-- Opening Marker --
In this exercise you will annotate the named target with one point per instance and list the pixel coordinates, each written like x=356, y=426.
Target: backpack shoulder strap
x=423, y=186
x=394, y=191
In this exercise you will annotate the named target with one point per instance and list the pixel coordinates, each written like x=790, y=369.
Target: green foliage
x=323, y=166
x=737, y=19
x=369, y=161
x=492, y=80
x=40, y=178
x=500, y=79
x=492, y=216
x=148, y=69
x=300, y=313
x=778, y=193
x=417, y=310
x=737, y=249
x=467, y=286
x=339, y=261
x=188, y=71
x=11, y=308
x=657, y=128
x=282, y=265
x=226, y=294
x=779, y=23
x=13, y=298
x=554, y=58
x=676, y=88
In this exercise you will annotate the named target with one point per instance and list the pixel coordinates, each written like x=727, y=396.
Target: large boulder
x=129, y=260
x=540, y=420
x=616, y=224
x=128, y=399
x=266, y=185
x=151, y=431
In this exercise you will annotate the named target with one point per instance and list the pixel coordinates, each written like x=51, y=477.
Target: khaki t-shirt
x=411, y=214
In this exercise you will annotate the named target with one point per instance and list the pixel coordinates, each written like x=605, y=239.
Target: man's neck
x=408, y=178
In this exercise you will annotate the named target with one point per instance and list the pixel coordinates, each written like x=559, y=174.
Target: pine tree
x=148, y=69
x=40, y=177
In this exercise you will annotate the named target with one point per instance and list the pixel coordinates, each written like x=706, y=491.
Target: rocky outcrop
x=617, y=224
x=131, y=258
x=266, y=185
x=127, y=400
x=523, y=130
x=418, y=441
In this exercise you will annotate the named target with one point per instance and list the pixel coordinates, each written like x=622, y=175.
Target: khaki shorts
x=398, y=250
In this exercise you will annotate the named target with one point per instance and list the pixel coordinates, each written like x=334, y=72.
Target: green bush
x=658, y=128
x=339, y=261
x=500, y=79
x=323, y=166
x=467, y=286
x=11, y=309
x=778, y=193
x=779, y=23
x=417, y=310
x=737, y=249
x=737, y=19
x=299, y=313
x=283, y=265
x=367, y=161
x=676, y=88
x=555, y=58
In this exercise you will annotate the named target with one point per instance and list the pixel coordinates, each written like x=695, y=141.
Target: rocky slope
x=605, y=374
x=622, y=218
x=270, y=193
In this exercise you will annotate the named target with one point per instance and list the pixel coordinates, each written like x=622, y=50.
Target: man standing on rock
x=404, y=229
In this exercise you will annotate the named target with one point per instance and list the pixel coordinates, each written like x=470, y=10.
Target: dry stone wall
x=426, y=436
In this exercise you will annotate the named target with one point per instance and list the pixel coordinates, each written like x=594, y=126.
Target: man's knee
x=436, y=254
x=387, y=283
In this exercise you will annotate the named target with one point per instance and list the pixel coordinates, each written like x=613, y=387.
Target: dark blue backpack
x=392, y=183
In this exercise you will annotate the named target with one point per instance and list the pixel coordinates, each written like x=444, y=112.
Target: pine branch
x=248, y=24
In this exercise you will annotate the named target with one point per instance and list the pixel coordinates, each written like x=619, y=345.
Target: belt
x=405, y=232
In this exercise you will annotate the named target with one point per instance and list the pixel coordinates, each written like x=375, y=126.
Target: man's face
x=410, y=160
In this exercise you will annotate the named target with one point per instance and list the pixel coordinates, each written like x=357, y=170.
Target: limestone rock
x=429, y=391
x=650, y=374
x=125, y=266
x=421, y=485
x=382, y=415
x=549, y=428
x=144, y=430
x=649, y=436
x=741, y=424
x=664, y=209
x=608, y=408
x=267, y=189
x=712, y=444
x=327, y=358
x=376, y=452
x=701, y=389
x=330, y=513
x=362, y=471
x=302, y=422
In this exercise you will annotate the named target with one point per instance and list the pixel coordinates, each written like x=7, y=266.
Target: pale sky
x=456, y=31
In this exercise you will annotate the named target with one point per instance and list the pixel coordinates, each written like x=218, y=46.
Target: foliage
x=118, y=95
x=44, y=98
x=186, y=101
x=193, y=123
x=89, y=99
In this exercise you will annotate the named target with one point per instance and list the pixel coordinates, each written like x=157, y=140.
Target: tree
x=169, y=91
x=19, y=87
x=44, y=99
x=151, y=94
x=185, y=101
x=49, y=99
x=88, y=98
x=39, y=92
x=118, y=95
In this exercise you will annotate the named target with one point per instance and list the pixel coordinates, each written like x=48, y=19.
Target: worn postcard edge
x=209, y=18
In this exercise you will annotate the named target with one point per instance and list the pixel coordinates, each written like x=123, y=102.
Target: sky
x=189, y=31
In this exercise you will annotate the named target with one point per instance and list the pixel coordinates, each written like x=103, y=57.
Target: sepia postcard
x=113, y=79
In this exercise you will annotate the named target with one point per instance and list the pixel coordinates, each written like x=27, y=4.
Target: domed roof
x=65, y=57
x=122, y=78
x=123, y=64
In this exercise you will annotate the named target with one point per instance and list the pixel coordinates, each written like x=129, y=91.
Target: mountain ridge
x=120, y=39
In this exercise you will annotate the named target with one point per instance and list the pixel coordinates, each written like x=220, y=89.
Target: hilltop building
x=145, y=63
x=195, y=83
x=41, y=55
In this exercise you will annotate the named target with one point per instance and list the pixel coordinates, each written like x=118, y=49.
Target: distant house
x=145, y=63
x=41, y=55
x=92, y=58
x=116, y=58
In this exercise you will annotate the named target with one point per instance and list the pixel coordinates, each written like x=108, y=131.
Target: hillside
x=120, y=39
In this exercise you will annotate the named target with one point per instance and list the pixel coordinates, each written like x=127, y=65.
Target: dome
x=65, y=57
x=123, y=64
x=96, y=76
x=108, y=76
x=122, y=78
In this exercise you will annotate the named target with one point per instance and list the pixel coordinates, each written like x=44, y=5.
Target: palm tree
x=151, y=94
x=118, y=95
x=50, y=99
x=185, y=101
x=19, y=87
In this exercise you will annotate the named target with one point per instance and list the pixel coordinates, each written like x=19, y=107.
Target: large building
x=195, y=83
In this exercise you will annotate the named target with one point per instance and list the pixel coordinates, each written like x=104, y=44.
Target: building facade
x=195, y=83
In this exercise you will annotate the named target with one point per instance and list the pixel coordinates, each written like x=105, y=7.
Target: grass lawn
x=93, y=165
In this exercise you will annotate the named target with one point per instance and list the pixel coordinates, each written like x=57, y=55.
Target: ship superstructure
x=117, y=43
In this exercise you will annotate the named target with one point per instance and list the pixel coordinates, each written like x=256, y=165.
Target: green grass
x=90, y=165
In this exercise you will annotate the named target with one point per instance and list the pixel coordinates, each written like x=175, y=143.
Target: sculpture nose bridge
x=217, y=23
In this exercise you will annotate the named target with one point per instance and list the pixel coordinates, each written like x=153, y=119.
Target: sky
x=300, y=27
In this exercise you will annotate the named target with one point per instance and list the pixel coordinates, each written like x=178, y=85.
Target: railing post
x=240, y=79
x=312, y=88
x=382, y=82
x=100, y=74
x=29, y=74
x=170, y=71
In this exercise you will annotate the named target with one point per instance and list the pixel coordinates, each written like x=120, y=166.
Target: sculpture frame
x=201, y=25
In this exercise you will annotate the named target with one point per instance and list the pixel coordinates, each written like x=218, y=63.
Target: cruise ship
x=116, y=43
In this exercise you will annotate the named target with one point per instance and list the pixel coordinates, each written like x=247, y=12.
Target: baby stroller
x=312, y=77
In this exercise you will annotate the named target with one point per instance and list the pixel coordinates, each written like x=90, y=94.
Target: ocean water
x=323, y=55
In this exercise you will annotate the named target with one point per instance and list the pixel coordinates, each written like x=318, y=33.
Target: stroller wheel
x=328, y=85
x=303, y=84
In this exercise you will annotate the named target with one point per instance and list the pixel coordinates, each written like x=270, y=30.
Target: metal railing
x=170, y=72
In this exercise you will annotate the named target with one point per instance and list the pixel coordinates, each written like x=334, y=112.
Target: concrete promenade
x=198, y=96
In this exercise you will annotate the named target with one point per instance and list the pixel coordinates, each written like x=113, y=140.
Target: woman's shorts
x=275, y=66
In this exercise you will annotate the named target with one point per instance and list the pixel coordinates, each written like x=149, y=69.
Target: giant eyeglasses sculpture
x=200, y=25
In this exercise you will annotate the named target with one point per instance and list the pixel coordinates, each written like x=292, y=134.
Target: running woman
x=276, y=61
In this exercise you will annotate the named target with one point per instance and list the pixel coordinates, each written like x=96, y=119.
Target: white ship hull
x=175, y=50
-- Closing Marker --
**Exercise aim**
The response must consist of the lines above, from the first one through the line containing "like x=790, y=369.", reproduced exactly.

**Response to the exercise**
In this exercise you will annotate the named target with one point per instance and list the pixel coordinates, each written like x=356, y=426.
Target: backpack shoulder strap
x=423, y=186
x=394, y=191
In this exercise you will annotate the named target with one point per instance and list the pixel coordinates, each written like x=790, y=369.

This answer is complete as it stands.